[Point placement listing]
········
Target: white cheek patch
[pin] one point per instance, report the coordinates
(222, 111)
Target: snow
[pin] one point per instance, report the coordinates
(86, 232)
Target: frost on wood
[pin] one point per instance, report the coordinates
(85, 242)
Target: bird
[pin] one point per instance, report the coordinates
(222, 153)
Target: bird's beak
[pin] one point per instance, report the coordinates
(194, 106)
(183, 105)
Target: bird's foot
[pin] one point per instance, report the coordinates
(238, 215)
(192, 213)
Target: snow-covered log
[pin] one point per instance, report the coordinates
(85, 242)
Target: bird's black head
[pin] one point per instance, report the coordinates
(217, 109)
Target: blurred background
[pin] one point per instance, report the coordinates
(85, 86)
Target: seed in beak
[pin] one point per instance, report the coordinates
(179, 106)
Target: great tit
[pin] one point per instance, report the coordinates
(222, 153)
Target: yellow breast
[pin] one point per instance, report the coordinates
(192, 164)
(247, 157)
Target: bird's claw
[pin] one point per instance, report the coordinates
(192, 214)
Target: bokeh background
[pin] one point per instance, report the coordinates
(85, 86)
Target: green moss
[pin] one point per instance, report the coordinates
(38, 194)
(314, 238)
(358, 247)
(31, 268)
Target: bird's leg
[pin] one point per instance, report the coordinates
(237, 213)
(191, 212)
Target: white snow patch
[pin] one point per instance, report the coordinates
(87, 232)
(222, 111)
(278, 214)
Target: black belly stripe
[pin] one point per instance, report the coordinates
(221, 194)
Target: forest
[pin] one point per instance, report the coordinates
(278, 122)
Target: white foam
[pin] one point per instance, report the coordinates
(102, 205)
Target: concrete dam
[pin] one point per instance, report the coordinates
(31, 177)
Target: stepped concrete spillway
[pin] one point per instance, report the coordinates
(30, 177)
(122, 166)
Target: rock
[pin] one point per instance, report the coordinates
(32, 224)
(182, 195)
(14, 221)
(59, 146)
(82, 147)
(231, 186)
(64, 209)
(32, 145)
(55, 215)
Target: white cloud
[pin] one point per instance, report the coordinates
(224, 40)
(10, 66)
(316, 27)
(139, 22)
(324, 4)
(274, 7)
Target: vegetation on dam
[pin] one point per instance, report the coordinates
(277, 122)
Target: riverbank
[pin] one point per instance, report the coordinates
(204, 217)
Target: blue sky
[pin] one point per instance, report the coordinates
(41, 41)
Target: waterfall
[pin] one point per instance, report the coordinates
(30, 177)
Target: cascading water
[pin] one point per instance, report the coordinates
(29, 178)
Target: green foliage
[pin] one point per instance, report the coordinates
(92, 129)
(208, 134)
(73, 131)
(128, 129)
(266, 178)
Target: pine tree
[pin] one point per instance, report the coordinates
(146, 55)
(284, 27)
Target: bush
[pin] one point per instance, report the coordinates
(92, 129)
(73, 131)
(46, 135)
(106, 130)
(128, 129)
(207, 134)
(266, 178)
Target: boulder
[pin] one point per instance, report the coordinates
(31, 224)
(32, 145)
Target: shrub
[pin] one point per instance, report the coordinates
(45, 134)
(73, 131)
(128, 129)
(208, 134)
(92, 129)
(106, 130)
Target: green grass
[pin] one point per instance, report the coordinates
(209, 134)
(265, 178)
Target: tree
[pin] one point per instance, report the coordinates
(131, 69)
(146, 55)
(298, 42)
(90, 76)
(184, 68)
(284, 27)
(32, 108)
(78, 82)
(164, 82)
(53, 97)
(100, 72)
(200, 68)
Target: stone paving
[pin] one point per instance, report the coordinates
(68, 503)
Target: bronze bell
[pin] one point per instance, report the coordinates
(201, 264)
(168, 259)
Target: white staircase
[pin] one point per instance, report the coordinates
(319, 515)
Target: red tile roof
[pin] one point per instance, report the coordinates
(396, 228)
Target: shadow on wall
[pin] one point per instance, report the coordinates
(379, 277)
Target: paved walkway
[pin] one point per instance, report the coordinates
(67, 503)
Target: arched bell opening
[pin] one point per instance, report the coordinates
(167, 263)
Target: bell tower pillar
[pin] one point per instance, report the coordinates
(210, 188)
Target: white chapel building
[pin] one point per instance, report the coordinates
········
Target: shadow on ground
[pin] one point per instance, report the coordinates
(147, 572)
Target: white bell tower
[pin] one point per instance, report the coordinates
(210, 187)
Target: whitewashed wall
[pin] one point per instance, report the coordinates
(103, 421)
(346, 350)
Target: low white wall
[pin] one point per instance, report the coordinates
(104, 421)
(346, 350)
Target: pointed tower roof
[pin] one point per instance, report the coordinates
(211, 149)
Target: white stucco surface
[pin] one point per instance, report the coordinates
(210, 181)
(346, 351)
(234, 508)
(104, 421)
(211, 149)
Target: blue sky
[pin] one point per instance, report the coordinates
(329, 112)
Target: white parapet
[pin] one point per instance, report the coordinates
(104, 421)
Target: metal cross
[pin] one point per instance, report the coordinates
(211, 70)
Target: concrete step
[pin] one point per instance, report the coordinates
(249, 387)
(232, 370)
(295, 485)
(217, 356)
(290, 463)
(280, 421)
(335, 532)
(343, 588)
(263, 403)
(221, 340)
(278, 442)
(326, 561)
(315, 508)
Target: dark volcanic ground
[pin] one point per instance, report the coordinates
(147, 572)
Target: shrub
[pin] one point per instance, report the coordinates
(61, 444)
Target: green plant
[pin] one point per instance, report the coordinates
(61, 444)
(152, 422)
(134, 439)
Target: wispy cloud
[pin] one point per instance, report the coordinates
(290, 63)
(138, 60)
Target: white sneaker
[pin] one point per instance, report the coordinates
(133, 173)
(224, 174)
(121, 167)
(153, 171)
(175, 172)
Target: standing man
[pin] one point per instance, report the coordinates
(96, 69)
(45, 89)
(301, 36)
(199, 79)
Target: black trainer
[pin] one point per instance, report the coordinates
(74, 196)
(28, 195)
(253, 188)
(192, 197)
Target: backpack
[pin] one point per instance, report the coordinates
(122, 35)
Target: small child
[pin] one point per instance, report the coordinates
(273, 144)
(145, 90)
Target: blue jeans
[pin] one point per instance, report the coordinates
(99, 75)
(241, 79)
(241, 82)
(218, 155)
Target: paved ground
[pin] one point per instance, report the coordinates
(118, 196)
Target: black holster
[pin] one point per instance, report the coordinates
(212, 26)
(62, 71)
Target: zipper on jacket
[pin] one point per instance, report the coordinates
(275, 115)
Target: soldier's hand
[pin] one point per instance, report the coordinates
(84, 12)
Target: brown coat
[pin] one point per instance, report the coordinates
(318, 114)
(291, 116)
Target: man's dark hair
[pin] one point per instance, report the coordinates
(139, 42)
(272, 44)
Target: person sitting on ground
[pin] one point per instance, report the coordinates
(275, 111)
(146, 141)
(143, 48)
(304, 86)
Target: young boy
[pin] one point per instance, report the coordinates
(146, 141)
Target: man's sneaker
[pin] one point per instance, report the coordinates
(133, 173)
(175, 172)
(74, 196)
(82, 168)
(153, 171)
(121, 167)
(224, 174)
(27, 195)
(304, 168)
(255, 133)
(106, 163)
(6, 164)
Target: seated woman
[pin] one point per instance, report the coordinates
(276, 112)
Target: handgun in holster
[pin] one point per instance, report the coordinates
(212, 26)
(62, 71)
········
* **What you should do**:
Count the lines in the listing above that contain the string "wall", treating uppercase and lowercase as different. Reply with the number alone.

* **Correct result**:
3